* [Selection]
——

We will optimize folio_pte_batch() separately, to ignore selected
PTE bits. This patch is based on work by Ryan Roberts.

Use __always_inline for __copy_present_ptes() and keep the handling for
single PTEs completely separate from the multi-PTE case: we really want
the compiler to optimize for the single-PTE case with small folios, to
not degrade performance.

Note that PTE batching will never exceed a single page table and will
always stay within VMA boundaries.

Further, processing PTE-mapped THP that maybe pinned and have
PageAnonExclusive set on at least one subpage should work as expected,
but there is room for improvement: We will repeatedly (1) detect a PTE
batch (2) detect that we have to copy a page (3) fall back and allocate a
single page to copy a single page. For now we won't care as pinned pages
are a corner case, and we should rather look into maintaining only a
single PageAnonExclusive bit for large folios.

Signed-off-by: David Hildenbrand <david@xxxxxxxxxx>
---
 include/linux/pgtable.h |  31 +++++++++++
 mm/memory.c             | 112 +++++++++++++++++++++++++++++++++-------
 2 files changed, 124 insertions(+), 19 deletions(-)

diff --git a/include/linux/pgtable.h b/include/linux/pgtable.h
index 351cd9dc7194f..891ed246978a4 100644
--- a/include/linux/pgtable.h
+++ b/include/linux/pgtable.h
@@ -650,6 +650,37 @@ static inline void ptep_set_wrprotect(struct mm_struct *mm, unsigned long addres
 }
 #endif
 
+#ifndef wrprotect_ptes
+/**
+ * wrprotect_ptes - Write-protect consecutive pages that are mapped to a
+ *		    contiguous range of addresses.
+ * @mm: Address space to map the pages into.
+ * @addr: Address the first page is mapped at.
+ * @ptep: Page table pointer for the first entry.
+ * @nr: Number of pages to write-protect.
+ *
+ * May be overridden by the architecture; otherwise, implemented as a simple
+ * loop over ptep_set_wrprotect().
+ *
+ * Note that PTE bits in the PTE range besides the PFN can differ. For example,
+ * some PTEs might already be write-protected.

——

* [Object pointing dataset rows]

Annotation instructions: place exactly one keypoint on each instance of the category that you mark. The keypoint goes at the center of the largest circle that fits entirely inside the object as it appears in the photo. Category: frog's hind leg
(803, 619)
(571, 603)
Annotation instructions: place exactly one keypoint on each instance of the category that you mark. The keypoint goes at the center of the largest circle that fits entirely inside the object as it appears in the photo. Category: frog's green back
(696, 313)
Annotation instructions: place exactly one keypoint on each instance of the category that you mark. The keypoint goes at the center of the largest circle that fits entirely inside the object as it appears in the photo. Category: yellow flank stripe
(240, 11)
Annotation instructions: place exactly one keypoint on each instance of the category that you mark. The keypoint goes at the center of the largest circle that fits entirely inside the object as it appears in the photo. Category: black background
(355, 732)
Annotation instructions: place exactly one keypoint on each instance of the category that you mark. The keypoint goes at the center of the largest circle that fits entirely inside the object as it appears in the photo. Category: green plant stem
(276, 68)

——

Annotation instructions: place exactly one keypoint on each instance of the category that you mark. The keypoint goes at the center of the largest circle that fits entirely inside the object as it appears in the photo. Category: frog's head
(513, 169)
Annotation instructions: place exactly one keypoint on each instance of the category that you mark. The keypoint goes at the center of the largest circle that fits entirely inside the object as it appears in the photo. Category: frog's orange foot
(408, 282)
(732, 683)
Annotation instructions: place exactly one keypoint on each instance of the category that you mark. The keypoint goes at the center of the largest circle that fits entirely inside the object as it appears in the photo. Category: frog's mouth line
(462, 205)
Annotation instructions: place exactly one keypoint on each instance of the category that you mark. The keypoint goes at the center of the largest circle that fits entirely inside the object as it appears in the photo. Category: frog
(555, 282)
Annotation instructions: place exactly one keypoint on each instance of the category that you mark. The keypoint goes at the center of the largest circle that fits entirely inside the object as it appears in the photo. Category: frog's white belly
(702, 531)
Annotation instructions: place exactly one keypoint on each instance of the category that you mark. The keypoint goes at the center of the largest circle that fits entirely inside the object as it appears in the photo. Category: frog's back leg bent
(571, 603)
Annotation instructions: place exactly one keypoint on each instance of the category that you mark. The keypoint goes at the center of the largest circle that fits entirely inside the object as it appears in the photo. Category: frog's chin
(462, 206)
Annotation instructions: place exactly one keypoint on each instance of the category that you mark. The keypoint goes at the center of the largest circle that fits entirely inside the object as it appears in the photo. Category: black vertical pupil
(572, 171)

——

Answer these questions from the patch:
(a) What attribute does the patch apply to __copy_present_ptes()?
(b) What limits does PTE batching always stay within?
(c) How is wrprotect_ptes implemented when the architecture does not override it?

* [Answer to the problem]
(a) __always_inline.
(b) It never exceeds a single page table and always stays within VMA boundaries.
(c) As a simple loop over ptep_set_wrprotect().